**Data listing**.
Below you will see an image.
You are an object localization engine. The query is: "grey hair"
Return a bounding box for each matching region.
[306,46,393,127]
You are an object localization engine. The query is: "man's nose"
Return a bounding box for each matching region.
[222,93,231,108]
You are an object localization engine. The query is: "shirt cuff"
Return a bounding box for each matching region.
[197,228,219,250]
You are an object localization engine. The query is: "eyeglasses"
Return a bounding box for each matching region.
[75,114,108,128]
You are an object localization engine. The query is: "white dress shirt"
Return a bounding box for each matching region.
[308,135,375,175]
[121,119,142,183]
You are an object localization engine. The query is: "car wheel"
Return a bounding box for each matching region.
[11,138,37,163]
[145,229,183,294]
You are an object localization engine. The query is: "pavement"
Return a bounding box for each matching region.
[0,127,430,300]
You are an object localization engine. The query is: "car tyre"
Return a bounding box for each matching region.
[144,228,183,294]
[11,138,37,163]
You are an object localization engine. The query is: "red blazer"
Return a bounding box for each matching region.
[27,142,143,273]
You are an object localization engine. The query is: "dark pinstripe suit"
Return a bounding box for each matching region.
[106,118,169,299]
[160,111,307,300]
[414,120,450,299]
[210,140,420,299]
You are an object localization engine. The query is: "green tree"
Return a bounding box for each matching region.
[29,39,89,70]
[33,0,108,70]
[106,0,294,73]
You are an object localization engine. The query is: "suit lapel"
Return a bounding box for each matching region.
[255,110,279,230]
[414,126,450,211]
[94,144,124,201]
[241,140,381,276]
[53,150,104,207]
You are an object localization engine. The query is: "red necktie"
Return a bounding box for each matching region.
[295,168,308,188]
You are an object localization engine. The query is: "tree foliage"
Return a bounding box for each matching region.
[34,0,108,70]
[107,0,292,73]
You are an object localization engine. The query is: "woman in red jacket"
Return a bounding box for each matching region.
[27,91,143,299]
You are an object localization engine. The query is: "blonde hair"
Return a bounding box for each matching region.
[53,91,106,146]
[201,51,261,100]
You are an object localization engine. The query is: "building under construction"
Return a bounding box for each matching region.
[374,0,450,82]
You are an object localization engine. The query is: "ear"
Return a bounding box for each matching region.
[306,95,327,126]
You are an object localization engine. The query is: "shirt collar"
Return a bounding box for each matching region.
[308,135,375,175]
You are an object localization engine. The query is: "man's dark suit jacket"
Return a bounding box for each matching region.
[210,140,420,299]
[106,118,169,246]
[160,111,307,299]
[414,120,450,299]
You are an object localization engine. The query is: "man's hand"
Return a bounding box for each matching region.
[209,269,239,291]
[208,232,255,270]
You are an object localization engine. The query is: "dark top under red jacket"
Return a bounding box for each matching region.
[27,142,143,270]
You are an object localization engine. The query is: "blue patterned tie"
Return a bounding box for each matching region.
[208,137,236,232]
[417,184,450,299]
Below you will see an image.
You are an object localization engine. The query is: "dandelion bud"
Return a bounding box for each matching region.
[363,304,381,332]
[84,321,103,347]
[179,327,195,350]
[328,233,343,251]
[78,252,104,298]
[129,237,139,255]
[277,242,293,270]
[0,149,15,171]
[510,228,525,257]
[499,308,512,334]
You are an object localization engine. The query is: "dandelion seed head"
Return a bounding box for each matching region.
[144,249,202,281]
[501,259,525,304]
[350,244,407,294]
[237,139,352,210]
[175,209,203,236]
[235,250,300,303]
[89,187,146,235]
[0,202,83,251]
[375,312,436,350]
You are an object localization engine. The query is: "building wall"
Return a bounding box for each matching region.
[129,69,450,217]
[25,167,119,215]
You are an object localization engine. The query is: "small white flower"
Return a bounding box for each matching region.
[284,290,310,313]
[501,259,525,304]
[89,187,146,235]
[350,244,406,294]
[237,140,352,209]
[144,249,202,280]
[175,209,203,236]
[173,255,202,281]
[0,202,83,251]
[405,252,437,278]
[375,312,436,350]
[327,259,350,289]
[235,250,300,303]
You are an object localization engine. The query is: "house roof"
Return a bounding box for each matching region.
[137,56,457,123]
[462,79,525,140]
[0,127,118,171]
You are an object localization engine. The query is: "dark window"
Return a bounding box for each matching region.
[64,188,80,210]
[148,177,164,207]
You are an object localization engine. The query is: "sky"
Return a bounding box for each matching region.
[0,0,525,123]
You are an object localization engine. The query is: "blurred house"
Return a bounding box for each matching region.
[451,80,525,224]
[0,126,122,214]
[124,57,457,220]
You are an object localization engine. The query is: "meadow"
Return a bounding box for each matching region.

**Set problem**.
Convert all of the data above into a JSON list of strings, one string for each line, leaving out blank lines.

**The completed task**.
[
  "Below you will see an image.",
  "You are an object localization engine. The query is: \"grey hair\"",
  "Return a bounding box for each matching region.",
  "[306,46,393,127]",
  "You are an object localization engine. The query is: \"man's nose\"",
  "Return a bounding box for each matching region.",
  "[222,93,231,108]",
  "You are an object localization engine. The query is: \"shirt cuff\"",
  "Return a bounding box for each matching region.",
  "[197,228,219,250]",
  "You are an object localization engine. The query is: \"eyeglasses\"",
  "Return a bounding box for each matching region.",
  "[75,114,108,128]",
  "You are an object localization engine. The query is: \"white dress shirt\"",
  "Return a bounding box for each matching region.",
  "[308,135,375,175]",
  "[121,119,142,183]",
  "You are an object localization engine. The query is: \"car wheel\"",
  "Return a bounding box for each matching region.",
  "[11,138,37,163]",
  "[145,229,183,294]",
  "You are an object localization engine. The query is: \"pavement\"",
  "Return a bounding box for each matching region.",
  "[0,127,430,300]",
  "You are an object localization engine. The query is: \"car tyre\"",
  "Return a bounding box for each matching region.",
  "[144,228,183,294]",
  "[11,138,37,163]",
  "You are an object localization engine. The query is: \"red blazer\"",
  "Return a bounding box for each matching region.",
  "[27,142,143,273]",
  "You are an object localization engine. The query is: \"dark pinstripe suit\"",
  "Return a bounding box for each matching region.",
  "[106,118,169,299]",
  "[160,111,307,300]",
  "[414,120,450,299]",
  "[210,140,420,299]",
  "You are an object localization engine. The query is: \"green tree\"",
  "Return a bounding box for each matching region.",
  "[29,39,89,70]",
  "[33,0,108,70]",
  "[106,0,294,73]",
  "You are an object localization engine. The query is: \"suit lapel\"",
  "Return a bounding box for each matching region.",
  "[255,110,279,230]",
  "[414,126,450,211]",
  "[94,144,124,201]",
  "[241,140,381,276]",
  "[53,150,104,207]",
  "You are an object localization engine. The query is: \"red necktie\"",
  "Return a bounding box for each matching region.",
  "[295,168,308,188]",
  "You are an object localization engine. The query is: \"tree foliage\"",
  "Return a bounding box for each matching region.",
  "[34,0,108,70]",
  "[107,0,292,73]",
  "You are an object localization engine. The query is: \"woman in red jacket\"",
  "Return a bounding box for each matching region.",
  "[27,91,143,299]",
  "You are an object localization engine. The query is: \"blonde hair\"",
  "Return a bounding box for each matching region.",
  "[53,91,106,146]",
  "[201,51,261,100]",
  "You are an object localization engine. The query is: \"building under construction\"",
  "Return a bounding box for each matching region.",
  "[374,0,450,82]",
  "You are an object localization engine. The query is: \"ear\"",
  "Return a bounding box for each matching region.",
  "[306,95,327,126]",
  "You are an object localization engine. The query is: \"shirt collar\"",
  "Return a bounding box for each matching region.",
  "[308,135,375,175]",
  "You are an object localization engine. The query is: \"man's dark suit jacket\"",
  "Return a bounding box for each matching region.",
  "[210,140,420,299]",
  "[106,118,169,246]",
  "[160,111,307,299]",
  "[414,120,450,299]",
  "You are an object localization engine. The query is: \"man's hand\"",
  "Return a bounding box for each matching region.",
  "[209,269,239,291]",
  "[208,232,255,270]",
  "You are an object localization engine. The query is: \"dark top under red jacket\"",
  "Return a bounding box for each matching region.",
  "[27,142,143,270]",
  "You are an object localization engine. The query is: \"blue patterned tie\"",
  "Return a bounding box for each matching region.",
  "[208,137,236,232]",
  "[417,184,450,299]",
  "Below you will see an image.",
  "You are an object localization engine. The query is: \"dandelion bud\"",
  "Return a bounding box for each matching region.",
  "[363,304,381,332]",
  "[84,321,103,347]",
  "[179,327,195,350]",
  "[328,233,343,251]",
  "[78,252,104,298]",
  "[129,237,139,255]",
  "[277,242,293,270]",
  "[0,149,15,171]",
  "[510,228,525,257]",
  "[499,308,512,334]",
  "You are an object localization engine. The query is: \"dandelion seed head\"",
  "Return a bounding box for each matching region.",
  "[144,249,202,281]",
  "[501,259,525,304]",
  "[350,244,407,294]",
  "[237,139,352,210]",
  "[175,209,203,236]",
  "[235,250,300,303]",
  "[89,187,146,235]",
  "[0,202,83,251]",
  "[375,312,436,350]",
  "You are an object localization engine. The query is: \"building wall\"",
  "Return a bounding box for each matching region.",
  "[129,69,450,217]",
  "[25,167,119,215]",
  "You are an object localization engine. The query is: \"small white flower\"",
  "Return a bounding box for each matching region.",
  "[284,290,310,313]",
  "[501,259,525,304]",
  "[89,187,146,235]",
  "[350,244,406,294]",
  "[237,140,352,209]",
  "[144,249,202,280]",
  "[175,209,203,236]",
  "[173,255,202,281]",
  "[0,202,83,251]",
  "[405,252,437,278]",
  "[375,312,436,350]",
  "[327,259,350,289]",
  "[235,250,300,303]",
  "You are an object localization engine. The query is: \"house roof\"",
  "Return a bounding box for each matching region.",
  "[137,56,457,123]",
  "[462,79,525,140]",
  "[0,127,118,171]",
  "You are an object localization engine. The query is: \"dark window\"",
  "Return a bounding box for each matching region.",
  "[64,188,80,210]",
  "[148,177,164,207]",
  "You are an object localization engine. The query is: \"sky\"",
  "Return a bounding box for each matching region.",
  "[0,0,525,123]",
  "You are an object localization engine. The query is: \"blurred house\"",
  "Return a bounding box for each matching region.",
  "[451,80,525,224]",
  "[0,126,122,214]",
  "[124,57,457,220]",
  "You are an object localization engine. The query is: \"meadow\"",
  "Return a bounding box for each matching region."
]